### Task brief:
Arrange the rows below as a numbered list, leaving out any blank lines.

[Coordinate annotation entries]
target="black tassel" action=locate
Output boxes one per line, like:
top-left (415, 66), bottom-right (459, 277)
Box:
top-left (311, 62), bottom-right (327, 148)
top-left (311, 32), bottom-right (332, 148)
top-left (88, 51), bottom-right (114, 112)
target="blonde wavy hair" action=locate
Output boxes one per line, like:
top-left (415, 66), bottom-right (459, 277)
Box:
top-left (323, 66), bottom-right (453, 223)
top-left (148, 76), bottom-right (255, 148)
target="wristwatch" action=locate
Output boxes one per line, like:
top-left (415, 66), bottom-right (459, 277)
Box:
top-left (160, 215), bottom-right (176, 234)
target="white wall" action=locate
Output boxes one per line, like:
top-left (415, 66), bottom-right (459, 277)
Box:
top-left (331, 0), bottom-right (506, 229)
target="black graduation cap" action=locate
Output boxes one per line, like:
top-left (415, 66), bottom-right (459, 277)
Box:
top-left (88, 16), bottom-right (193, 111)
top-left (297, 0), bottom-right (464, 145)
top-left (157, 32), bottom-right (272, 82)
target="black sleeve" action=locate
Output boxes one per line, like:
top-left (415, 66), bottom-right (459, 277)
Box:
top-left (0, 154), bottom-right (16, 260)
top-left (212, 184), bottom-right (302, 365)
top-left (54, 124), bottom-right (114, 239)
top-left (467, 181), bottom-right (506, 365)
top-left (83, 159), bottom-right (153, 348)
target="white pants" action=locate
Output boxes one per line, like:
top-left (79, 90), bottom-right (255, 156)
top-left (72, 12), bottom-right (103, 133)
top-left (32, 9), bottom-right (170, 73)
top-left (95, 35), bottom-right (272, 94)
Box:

### Written solution:
1. target="black tassel" action=locate
2. Output boxes one per line, like:
3. top-left (415, 66), bottom-right (459, 277)
4. Box:
5. top-left (311, 62), bottom-right (327, 148)
6. top-left (311, 32), bottom-right (332, 148)
7. top-left (88, 51), bottom-right (114, 112)
8. target="blonde wavy hair" action=locate
9. Output boxes one per line, like:
10. top-left (415, 66), bottom-right (459, 277)
11. Box:
12. top-left (323, 66), bottom-right (453, 223)
13. top-left (148, 76), bottom-right (255, 148)
14. target="wristwatch" action=locate
15. Output boxes one per line, like:
16. top-left (415, 66), bottom-right (459, 277)
17. Box:
18. top-left (160, 215), bottom-right (176, 234)
19. target="white wall" action=locate
20. Output boxes one per line, like:
21. top-left (415, 66), bottom-right (459, 277)
22. Box:
23. top-left (331, 0), bottom-right (506, 229)
24. target="black graduation cap" action=locate
25. Output boxes one per line, like:
26. top-left (415, 66), bottom-right (459, 277)
27. Box:
28. top-left (88, 16), bottom-right (193, 111)
29. top-left (297, 0), bottom-right (464, 145)
30. top-left (157, 32), bottom-right (272, 82)
31. target="black sleeve" action=locate
32. Output boxes one per line, like:
33. top-left (415, 66), bottom-right (459, 277)
34. Box:
35. top-left (0, 154), bottom-right (16, 260)
36. top-left (212, 184), bottom-right (302, 365)
37. top-left (54, 124), bottom-right (114, 239)
38. top-left (467, 181), bottom-right (506, 365)
39. top-left (83, 159), bottom-right (153, 348)
40. target="white pants" action=locate
41. Output boxes one per line, like:
42. top-left (79, 90), bottom-right (255, 156)
43. top-left (72, 12), bottom-right (103, 133)
44. top-left (32, 9), bottom-right (170, 73)
45. top-left (95, 35), bottom-right (272, 94)
46. Box:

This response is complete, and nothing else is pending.